** start of Passage provided **
While such vague niceties are standard for international diplomacy, they have nothing to do with the issue at stake—registering American trademarks on Sidamo and Harrar. The Ethiopians have been clear on their position: they want trademarks, not some “negotiated” alternative imposed by Starbucks.[6] And they are also clear on the outcome of the meeting: Starbucks continues to oppose trademarks.
Claim #8: Starbucks pays a significant premium over market price for Ethiopian coffees.
Another Starbucks media strategy is to frame their conventional coffee buying practices as Good Samaritan acts verging on philanthropy. The company continually proclaims that it is already paying “premium” prices for Ethiopian coffees. The company paid an average of $1.28/pound last year for its coffees, which Starbucks says is a “premium price” of 23% higher than the “New York C” commodity price. The company’s rhetoric leads unsuspecting readers to believe that the company pays a voluntary 23% premium for coffee. Rather, Starbucks paid $1.28 because that was the market price of the superior grades of coffee it buys. Starbucks had to pay slightly more than the average commodity price—perhaps 2-3% of the retail price—simply because this was the market price. Starbucks and its intermediary distributors bid against other companies. If Starbucks didn’t pay this price, then other specialty coffee purveyors would do so. What Starbucks doesn’t tell us is that this so-called “premium” price remains extremely low by historical standards, and barely allows coffee farmers to break-even on their costs, much less provide a sustainable income that can support families and communities. Starbucks is profiting handsomely by paying rock-bottom prices for some of the best coffees in the world, while at the same time bragging that they are going above-and-beyond to provide economic support for coffee farmers.
Claim#9. The Economist: Ethiopian government corruption means supporting trademarks is naïve.
The Economist has recently weighed in on this issue, but as a mouthpiece for Starbucks public relations rather than through a well-researched analysis of the type that the magazine is known for.[7] In an essay that appeared in their digital edition, the magazine parroted Starbucks position on certification marks, telling readers that they should accept Starbucks views because it is a large and successful business, while mocking Ethiopians’ ability to run their own businesses.
** end of Passage provided **
** start of Record excerpts **
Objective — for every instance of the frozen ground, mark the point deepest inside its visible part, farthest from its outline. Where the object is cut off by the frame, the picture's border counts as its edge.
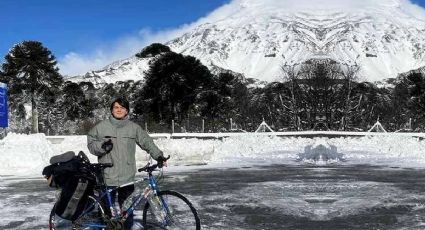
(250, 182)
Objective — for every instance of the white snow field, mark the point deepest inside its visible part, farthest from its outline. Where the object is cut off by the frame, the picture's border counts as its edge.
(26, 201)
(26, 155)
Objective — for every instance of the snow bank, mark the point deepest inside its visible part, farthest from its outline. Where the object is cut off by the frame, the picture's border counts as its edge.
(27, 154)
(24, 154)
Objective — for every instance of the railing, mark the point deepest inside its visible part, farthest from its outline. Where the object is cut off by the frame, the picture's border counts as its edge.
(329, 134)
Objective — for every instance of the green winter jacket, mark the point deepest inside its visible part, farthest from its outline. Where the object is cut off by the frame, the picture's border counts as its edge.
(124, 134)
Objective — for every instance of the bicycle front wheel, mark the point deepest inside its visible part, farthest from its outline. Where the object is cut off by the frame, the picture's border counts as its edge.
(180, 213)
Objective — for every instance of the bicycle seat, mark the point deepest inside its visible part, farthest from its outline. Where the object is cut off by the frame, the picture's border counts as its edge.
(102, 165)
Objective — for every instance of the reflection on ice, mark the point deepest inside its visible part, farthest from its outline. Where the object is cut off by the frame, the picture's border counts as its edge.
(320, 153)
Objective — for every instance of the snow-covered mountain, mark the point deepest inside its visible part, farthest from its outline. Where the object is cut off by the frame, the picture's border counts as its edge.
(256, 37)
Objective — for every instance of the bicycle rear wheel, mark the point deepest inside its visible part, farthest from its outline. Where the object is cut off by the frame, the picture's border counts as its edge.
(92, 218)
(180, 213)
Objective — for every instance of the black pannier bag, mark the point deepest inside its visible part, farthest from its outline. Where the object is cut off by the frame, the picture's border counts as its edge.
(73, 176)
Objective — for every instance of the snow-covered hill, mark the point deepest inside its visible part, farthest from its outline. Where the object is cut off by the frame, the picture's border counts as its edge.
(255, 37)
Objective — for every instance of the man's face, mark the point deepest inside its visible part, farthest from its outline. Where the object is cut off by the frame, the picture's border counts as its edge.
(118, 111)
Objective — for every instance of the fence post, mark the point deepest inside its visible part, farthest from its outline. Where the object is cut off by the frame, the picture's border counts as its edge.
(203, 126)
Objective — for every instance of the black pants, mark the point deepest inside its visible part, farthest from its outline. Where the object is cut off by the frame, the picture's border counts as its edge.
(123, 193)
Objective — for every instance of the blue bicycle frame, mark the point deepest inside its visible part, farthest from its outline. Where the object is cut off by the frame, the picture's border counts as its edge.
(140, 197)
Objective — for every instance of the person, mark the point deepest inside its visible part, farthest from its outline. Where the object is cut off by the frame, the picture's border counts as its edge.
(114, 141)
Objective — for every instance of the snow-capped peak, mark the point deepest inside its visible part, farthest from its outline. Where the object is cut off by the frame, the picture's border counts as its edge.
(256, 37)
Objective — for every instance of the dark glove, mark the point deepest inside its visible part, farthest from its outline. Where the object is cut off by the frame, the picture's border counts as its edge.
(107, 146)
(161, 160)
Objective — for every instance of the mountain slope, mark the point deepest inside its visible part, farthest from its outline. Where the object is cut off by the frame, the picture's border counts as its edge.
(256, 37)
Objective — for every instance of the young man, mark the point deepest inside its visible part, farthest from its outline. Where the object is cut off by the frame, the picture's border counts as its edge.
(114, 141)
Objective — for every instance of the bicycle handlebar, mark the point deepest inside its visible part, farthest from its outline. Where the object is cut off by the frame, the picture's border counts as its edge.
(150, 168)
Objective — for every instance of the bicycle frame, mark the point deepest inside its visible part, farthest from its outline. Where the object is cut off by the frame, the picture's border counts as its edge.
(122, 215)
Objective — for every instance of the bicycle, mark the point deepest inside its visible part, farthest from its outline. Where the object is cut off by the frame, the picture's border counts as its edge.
** end of Record excerpts **
** start of Record excerpts **
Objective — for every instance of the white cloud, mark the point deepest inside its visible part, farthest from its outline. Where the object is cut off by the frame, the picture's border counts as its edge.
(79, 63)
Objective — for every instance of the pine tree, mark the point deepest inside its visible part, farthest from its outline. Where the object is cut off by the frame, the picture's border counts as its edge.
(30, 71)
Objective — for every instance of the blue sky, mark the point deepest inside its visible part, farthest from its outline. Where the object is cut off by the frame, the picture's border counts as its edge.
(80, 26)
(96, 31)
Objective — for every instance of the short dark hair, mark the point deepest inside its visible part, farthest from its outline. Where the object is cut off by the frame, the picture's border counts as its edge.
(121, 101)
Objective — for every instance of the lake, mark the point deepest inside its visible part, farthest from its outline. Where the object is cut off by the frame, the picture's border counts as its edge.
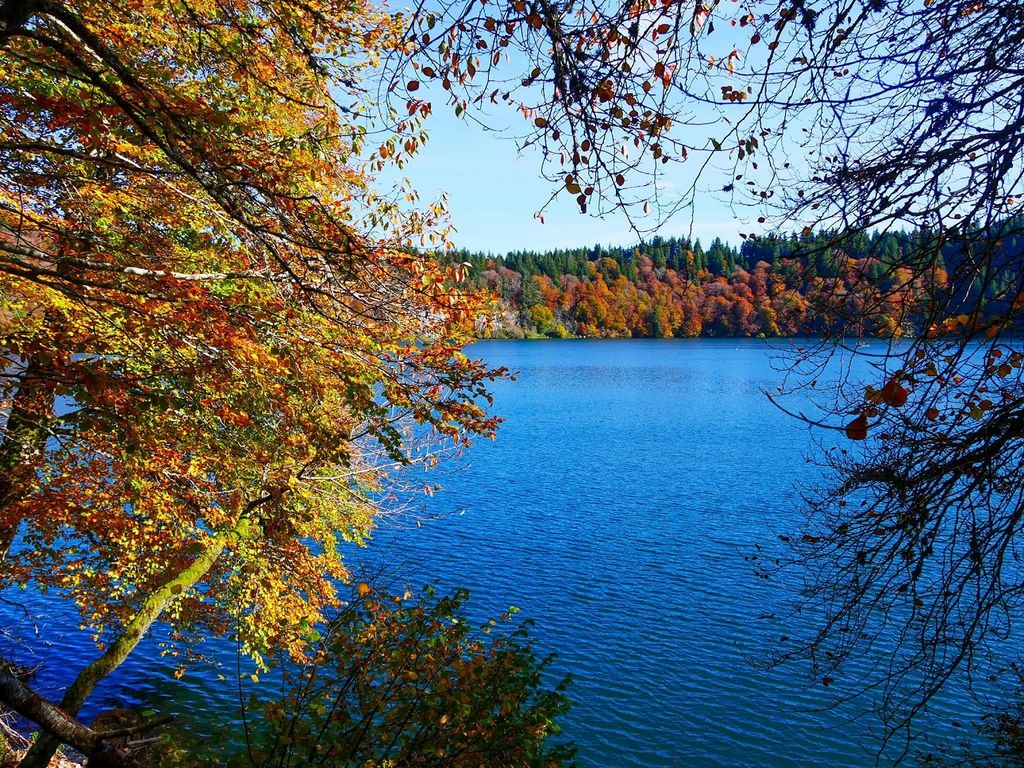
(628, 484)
** end of Record excerpts **
■ Given exercise 1 ■
In the passage on Starbucks and Ethiopian coffee, what average price per pound did Starbucks pay for its coffees last year?
■ Given exercise 2 ■
Gather every line of the records that contains the string "dark", treating uppercase and lowercase as different.
The text and the records have no connection to each other.

■ Written reply 1 ■
Starbucks paid an average of $1.28 per pound.

■ Written reply 2 ■
Objective — for every instance of the dark glove, mark the point deepest inside its visible part, farthest from its outline. Where the object is cut off by the frame, the picture's border counts as its edge.
Objective — for every instance of the short dark hair, mark the point deepest inside its visible part, farthest from its outline. Where the object is cut off by the frame, the picture's border counts as its edge.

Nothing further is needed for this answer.